(Collected data entries)
* * * *

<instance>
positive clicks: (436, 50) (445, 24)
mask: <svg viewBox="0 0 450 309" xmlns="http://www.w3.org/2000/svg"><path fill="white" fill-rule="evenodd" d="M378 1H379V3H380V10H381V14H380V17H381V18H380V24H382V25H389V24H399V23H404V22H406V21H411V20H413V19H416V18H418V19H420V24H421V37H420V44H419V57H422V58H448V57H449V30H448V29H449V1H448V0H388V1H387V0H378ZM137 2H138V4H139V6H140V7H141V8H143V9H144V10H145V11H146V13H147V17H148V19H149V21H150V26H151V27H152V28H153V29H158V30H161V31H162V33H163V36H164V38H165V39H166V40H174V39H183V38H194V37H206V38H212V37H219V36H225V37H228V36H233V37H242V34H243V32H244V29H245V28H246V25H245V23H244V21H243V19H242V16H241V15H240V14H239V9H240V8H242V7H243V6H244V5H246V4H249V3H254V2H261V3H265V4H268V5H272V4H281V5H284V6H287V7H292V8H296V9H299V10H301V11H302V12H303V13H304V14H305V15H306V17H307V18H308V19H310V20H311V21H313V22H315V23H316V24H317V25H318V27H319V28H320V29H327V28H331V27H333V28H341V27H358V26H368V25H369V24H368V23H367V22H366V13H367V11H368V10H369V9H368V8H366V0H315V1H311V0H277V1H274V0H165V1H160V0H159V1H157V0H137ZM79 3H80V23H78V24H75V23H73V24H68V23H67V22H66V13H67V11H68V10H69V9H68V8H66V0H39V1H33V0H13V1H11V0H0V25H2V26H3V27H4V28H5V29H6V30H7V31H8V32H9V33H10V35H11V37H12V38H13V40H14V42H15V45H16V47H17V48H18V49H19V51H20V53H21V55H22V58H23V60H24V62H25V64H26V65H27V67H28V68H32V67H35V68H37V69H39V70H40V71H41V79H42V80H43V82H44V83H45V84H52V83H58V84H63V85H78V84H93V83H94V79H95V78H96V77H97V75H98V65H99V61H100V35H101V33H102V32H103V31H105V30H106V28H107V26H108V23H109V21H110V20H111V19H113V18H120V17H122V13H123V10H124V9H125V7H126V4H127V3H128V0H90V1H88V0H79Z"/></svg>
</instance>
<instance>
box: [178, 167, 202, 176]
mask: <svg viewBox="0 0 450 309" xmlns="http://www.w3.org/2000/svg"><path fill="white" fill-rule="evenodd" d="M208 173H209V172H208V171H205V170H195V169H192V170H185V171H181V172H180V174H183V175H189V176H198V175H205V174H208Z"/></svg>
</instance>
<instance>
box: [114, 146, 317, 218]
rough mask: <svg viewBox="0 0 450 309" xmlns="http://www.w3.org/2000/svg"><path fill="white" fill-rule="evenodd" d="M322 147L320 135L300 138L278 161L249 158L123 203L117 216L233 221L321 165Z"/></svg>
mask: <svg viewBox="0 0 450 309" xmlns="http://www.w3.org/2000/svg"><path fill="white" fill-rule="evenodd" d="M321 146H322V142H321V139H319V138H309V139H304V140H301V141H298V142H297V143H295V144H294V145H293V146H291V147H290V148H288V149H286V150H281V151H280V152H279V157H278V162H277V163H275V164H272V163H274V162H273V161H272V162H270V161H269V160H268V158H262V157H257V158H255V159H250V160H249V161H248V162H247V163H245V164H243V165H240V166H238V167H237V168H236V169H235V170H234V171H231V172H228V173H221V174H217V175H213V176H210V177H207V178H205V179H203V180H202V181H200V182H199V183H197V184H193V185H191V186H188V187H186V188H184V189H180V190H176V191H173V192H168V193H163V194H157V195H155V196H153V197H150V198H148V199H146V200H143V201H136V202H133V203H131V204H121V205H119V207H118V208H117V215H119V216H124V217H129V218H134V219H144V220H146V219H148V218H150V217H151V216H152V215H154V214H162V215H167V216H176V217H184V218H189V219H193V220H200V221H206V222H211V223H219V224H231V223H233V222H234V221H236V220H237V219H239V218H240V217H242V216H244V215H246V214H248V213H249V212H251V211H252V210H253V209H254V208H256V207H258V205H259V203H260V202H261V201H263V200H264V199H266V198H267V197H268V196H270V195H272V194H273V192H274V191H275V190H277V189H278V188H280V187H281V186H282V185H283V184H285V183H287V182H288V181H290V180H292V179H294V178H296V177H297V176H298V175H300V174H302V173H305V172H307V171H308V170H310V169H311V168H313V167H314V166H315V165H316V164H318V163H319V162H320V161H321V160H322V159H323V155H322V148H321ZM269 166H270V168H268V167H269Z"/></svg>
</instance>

* * * *

→ Exercise details
Please return all of the entries shown above, exactly as they stand.

→ Response
<instance>
positive clicks: (436, 50) (445, 24)
mask: <svg viewBox="0 0 450 309" xmlns="http://www.w3.org/2000/svg"><path fill="white" fill-rule="evenodd" d="M378 1H379V3H380V10H381V14H380V17H381V18H380V24H382V25H389V24H399V23H404V22H406V21H411V20H413V19H416V18H418V19H420V24H421V37H420V44H419V57H422V58H448V57H449V30H448V29H449V1H448V0H388V1H387V0H378ZM137 2H138V4H139V6H140V7H141V8H143V9H144V10H145V11H146V13H147V17H148V19H149V21H150V26H151V27H152V28H153V29H158V30H161V31H162V33H163V36H164V38H165V39H166V40H174V39H183V38H194V37H206V38H212V37H219V36H225V37H228V36H233V37H242V34H243V32H244V29H245V28H246V25H245V23H244V21H243V19H242V16H241V15H240V14H239V9H240V8H242V7H243V6H244V5H246V4H249V3H254V2H261V3H265V4H268V5H272V4H281V5H284V6H287V7H292V8H296V9H299V10H301V11H302V12H303V13H304V14H305V15H306V17H307V18H308V19H310V20H311V21H313V22H315V23H316V24H317V25H318V27H319V28H320V29H327V28H331V27H333V28H341V27H358V26H368V25H369V24H368V23H367V22H366V13H367V11H368V10H369V9H368V8H366V0H315V1H311V0H277V1H274V0H165V1H160V0H159V1H157V0H137ZM79 3H80V23H78V24H75V23H73V24H68V23H67V22H66V13H67V11H68V10H69V9H68V8H66V0H39V1H33V0H13V1H11V0H0V25H2V26H3V27H4V28H5V29H6V30H7V31H8V32H9V33H10V35H11V37H12V38H13V40H14V42H15V45H16V47H17V48H18V49H19V51H20V53H21V55H22V58H23V60H24V62H25V64H26V65H27V67H28V68H32V67H35V68H37V69H39V70H40V71H41V79H42V80H43V82H44V83H45V84H52V83H58V84H63V85H78V84H93V83H94V79H95V78H96V77H97V75H98V65H99V61H100V35H101V33H102V32H103V31H105V30H106V28H107V26H108V23H109V21H110V20H111V19H113V18H120V17H122V13H123V10H124V9H125V7H126V4H127V3H128V0H90V1H88V0H79Z"/></svg>
</instance>
<instance>
box: [178, 167, 202, 176]
mask: <svg viewBox="0 0 450 309" xmlns="http://www.w3.org/2000/svg"><path fill="white" fill-rule="evenodd" d="M208 173H209V172H208V171H205V170H195V169H192V170H185V171H181V172H180V174H183V175H189V176H198V175H205V174H208Z"/></svg>
</instance>
<instance>
box: [114, 146, 317, 218]
rough mask: <svg viewBox="0 0 450 309" xmlns="http://www.w3.org/2000/svg"><path fill="white" fill-rule="evenodd" d="M322 147L320 135L300 138L278 161L249 158L123 203L117 216L233 221L321 165Z"/></svg>
mask: <svg viewBox="0 0 450 309" xmlns="http://www.w3.org/2000/svg"><path fill="white" fill-rule="evenodd" d="M321 146H322V142H321V139H319V138H309V139H304V140H301V141H298V142H297V143H295V144H294V145H293V146H291V147H290V148H288V149H286V150H281V151H280V152H279V157H278V162H277V163H275V164H272V163H274V162H273V161H272V162H270V161H269V160H268V158H262V157H257V158H255V159H250V160H249V161H248V162H247V163H245V164H243V165H240V166H238V167H237V168H236V169H235V170H234V171H231V172H228V173H221V174H217V175H213V176H210V177H207V178H205V179H203V180H202V181H200V182H199V183H197V184H193V185H191V186H188V187H186V188H184V189H180V190H176V191H173V192H168V193H163V194H157V195H155V196H153V197H150V198H148V199H146V200H143V201H136V202H133V203H131V204H121V205H119V207H118V208H117V215H119V216H124V217H129V218H134V219H144V220H146V219H148V218H150V217H151V216H152V215H154V214H162V215H167V216H176V217H184V218H189V219H193V220H200V221H206V222H211V223H219V224H231V223H233V222H234V221H236V220H237V219H239V218H240V217H242V216H244V215H246V214H248V213H249V212H251V211H252V210H253V209H254V208H256V207H258V205H259V203H260V202H261V201H263V200H264V199H266V198H267V197H268V196H270V195H272V194H273V192H274V191H275V190H277V189H278V188H280V187H281V186H282V185H283V184H285V183H287V182H288V181H290V180H292V179H294V178H296V177H297V176H298V175H300V174H302V173H305V172H307V171H308V170H310V169H311V168H313V167H314V166H315V165H316V164H318V163H319V162H320V161H321V160H322V159H323V155H322V148H321ZM269 166H270V168H268V167H269Z"/></svg>
</instance>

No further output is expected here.